WHAT TO DO.
**A)** Retype the passage of the project announcement starting at "The project is implemented" and ending at "Republic of Germany.", keeping every word unchanged.
**B)** Within which grant program does the German-Polish Youth Office support the project, according to the project announcement?
**C)** Write what follows the final sentence of the project announcement.

PAGE TEXT.
-----

The online program will be sent to participants.
The project is implemented by the International NGO “Foundations for Freedom” as part of the program “Ukraine Action: Healing the Past Programme”, the International Youth Meeting Center Oświęcim/Auschwitz (Poland) and Lower Saxony Memorials Foundation/Bergen-Belsen Memorial (Germany) with the support of Deutsch-Polnisches Jugendwerk (German-Polish Youth Office) within the grant program “Let’s Save the Memory”, as well as with the support of the Ministry of Foreign Affairs of the Federal Republic of Germany.
Comments of the project team
“This year I am participating in the project as a co-coordinator. In the past, I was involved as an expert in developing a historical quest for World War II memorial sites in Lviv and in organizing a meeting with eyewitnesses, former political prisoners of the Nazi and Soviet totalitarian regimes. What impressed me the most from previous experience? Participants’ empathy and desire to understand the Other. Their eyes are filled with questions and are thirsty for answers, their energy of interaction. We now face many challenges, which are also opportunities. We moved from a partnership format to a close teamwork format. Otherwise, you will not be able to implement a joint program online. It is also encouraging that the online format is close to young people and greatly simplifies the conditions for their participation. We do not stop, so we are ready to gain a new experience of online learning together, and then meet offline and continue to build bridges of international cognition and understanding.”
“To my mind, the most valuable element of the project is the work on researching and documenting family stories. It shows young people that working with history can be exciting and informative. The historical facts they learn from textbooks at school age can be seen from a completely different perspective. Holding archival photos, letters, documents, or recording interviews with relatives, it is much easier for them to “come back” to those times and understand better what traces National Socialism and Stalinism left in the fate of their families’ persecution. Dialogue on this topic in an international group makes young people from Poland, Germany, and Ukraine sensitive to differences and conflicts in cultural memory. It is not easy to have such a dialogue in the digital space, but we hope that the online program will be good preparation for joint visits to memorial sites next year.”

-----

SUPPLIED DATA.

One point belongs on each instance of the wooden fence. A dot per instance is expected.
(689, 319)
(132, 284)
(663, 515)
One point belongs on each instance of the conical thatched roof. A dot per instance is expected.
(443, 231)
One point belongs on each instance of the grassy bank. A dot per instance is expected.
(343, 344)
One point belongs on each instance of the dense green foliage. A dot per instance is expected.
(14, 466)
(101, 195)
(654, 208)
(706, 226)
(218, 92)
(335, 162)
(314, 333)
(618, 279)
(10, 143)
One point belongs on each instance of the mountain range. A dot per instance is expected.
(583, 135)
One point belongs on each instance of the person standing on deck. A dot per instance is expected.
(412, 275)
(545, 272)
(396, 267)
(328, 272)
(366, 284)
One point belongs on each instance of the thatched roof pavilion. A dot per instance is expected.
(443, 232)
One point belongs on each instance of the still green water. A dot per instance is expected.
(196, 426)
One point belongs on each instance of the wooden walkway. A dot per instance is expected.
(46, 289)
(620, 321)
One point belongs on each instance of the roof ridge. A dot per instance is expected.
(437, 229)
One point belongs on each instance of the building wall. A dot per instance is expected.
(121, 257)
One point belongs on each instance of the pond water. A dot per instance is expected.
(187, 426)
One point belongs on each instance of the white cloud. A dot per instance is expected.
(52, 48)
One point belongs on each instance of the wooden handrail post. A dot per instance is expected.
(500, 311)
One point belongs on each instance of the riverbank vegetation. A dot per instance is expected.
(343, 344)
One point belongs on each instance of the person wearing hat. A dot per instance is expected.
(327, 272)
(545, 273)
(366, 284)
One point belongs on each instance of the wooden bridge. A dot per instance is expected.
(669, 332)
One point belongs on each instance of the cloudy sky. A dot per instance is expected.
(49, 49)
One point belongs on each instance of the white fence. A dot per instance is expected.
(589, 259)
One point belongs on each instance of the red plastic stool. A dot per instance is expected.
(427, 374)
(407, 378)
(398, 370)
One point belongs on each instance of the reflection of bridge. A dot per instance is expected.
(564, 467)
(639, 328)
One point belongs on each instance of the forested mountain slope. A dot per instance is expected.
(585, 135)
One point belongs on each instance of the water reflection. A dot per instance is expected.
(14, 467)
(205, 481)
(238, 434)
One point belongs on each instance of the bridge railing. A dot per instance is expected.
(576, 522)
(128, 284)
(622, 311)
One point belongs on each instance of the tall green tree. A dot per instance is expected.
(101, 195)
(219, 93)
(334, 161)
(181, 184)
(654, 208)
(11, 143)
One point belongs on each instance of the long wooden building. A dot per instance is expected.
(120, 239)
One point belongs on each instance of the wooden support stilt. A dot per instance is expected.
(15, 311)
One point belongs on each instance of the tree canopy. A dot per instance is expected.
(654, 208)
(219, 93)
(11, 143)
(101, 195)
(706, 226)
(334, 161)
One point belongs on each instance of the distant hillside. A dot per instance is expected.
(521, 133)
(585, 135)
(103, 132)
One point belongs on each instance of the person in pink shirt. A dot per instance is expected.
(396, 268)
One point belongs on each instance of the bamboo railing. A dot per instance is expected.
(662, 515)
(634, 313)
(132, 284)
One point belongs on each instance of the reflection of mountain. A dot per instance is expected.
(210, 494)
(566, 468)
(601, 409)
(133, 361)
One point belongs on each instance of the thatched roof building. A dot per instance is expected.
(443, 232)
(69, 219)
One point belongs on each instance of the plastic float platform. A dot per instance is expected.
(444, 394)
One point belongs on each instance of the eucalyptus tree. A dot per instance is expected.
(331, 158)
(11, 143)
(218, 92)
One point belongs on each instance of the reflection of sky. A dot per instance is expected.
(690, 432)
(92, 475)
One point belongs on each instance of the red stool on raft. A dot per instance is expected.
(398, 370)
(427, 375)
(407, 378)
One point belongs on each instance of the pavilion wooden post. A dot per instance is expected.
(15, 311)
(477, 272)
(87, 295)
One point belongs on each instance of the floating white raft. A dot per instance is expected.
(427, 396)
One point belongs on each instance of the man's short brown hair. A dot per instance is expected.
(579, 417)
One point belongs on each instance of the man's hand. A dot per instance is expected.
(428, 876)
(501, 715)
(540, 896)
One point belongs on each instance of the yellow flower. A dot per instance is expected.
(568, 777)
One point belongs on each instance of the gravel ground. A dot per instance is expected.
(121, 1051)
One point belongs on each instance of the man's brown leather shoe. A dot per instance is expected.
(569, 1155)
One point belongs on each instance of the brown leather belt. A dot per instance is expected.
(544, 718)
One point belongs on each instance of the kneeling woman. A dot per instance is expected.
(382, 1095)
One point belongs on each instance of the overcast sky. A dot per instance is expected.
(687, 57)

-----

RESPONSES PER TASK.
**A)**
The project is implemented by the International NGO “Foundations for Freedom” as part of the program “Ukraine Action: Healing the Past Programme”, the International Youth Meeting Center Oświęcim/Auschwitz (Poland) and Lower Saxony Memorials Foundation/Bergen-Belsen Memorial (Germany) with the support of Deutsch-Polnisches Jugendwerk (German-Polish Youth Office) within the grant program “Let’s Save the Memory”, as well as with the support of the Ministry of Foreign Affairs of the Federal Republic of Germany.

**B)** The grant program “Let’s Save the Memory.”

**C)**
“In our project young people from three countries get to know each other. They build trust, which is important to deal with complex and emotionally challenging topics such as National Socialism, Stalinism, and World War II. It is very exciting to learn what meaning this time has in their life and from which perspective they look at the different places of remembrance. Our project also offers participants the opportunity – sometimes for the first time – to explore and share their family history. International encounters are particularly important in times of restrictions caused by the COVID-19 pandemic. Even if we cannot replace the real exchange and visits to the memorial sites, I hope that we will nevertheless create a good framework for mutual learning and encounter.”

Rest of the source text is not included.